Well, ignoring the tone of your reply, which strikes me as a little snarky for someone looking for help. I can't read your mind, I need to see the code you're using to make an absolute determination about the problem you're having. Otherwise, I'm just speculating, and what's the point of that? Have no idea what "quirksmode" is? Try a search engine... I hear those help you learn about things you don't already know about.
That said; What you're running into is a DOCTYPE that invokes quirksmode, and a DOCTYPE that invokes standards mode. This is known as the DOCTYPE switch. The DOCTYPE switch was first introduced in IE6 so that Microsoft could make their browser more standards compliant, but at the same time avoid breaking legacy content that up to that point had been created based on fragmented, de facto, proprietary standards created as Microsoft and Netscape fought out the first browser war.
Understanding the DOCTYPE switch is a fundamental necessity for any content that strives to use CSS and markup to become more compliant with modern standards.... and also for any of the CSS support introduced in IE6 or later.
If you want to learn more about DOCTYPE switching, Google, or your search engine of choice can turn up loads of pages that explain the topic. I also explain that topic in greater detail in my Wrox Beginning CSS book.
That said, this DOCTYPE:
<!doctype html public "-//W3C//DTD HTML 4.0 Transitional//EN">
triggers quirksmode, which, in IE, causes content to be rendered with its defunct legacy rendering engine. This is just one of several DOCTYPEs that trigger quirksmode, the primary triggering factor being the exclusion of the dtd URL "http://www.w3.org/TR/xhtml1/DTD/xhtml1-transitional.dtd. Having no DOCTYPE altogether also triggers quirksmode.

■ ■ ■ ■ ■ ■ ■

Copy the DOCTYPE explanation between "Understanding the DOCTYPE" and "also triggers quirksmode.", inclusive, swapping "quirksmode" for "quirks mode". The listing isn't needed for this work.

Source data:
■ ■ ■ ■ ■ ■ ■

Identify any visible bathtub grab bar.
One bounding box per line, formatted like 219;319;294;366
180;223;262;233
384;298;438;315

■ ■ ■ ■ ■ ■ ■

Exercise output:
Understanding the DOCTYPE switch is a fundamental necessity for any content that strives to use CSS and markup to become more compliant with modern standards.... and also for any of the CSS support introduced in IE6 or later.
If you want to learn more about DOCTYPE switching, Google, or your search engine of choice can turn up loads of pages that explain the topic. I also explain that topic in greater detail in my Wrox Beginning CSS book.
That said, this DOCTYPE:
<!doctype html public "-//W3C//DTD HTML 4.0 Transitional//EN">
triggers quirks mode, which, in IE, causes content to be rendered with its defunct legacy rendering engine. This is just one of several DOCTYPEs that trigger quirks mode, the primary triggering factor being the exclusion of the dtd URL "http://www.w3.org/TR/xhtml1/DTD/xhtml1-transitional.dtd. Having no DOCTYPE altogether also triggers quirks mode.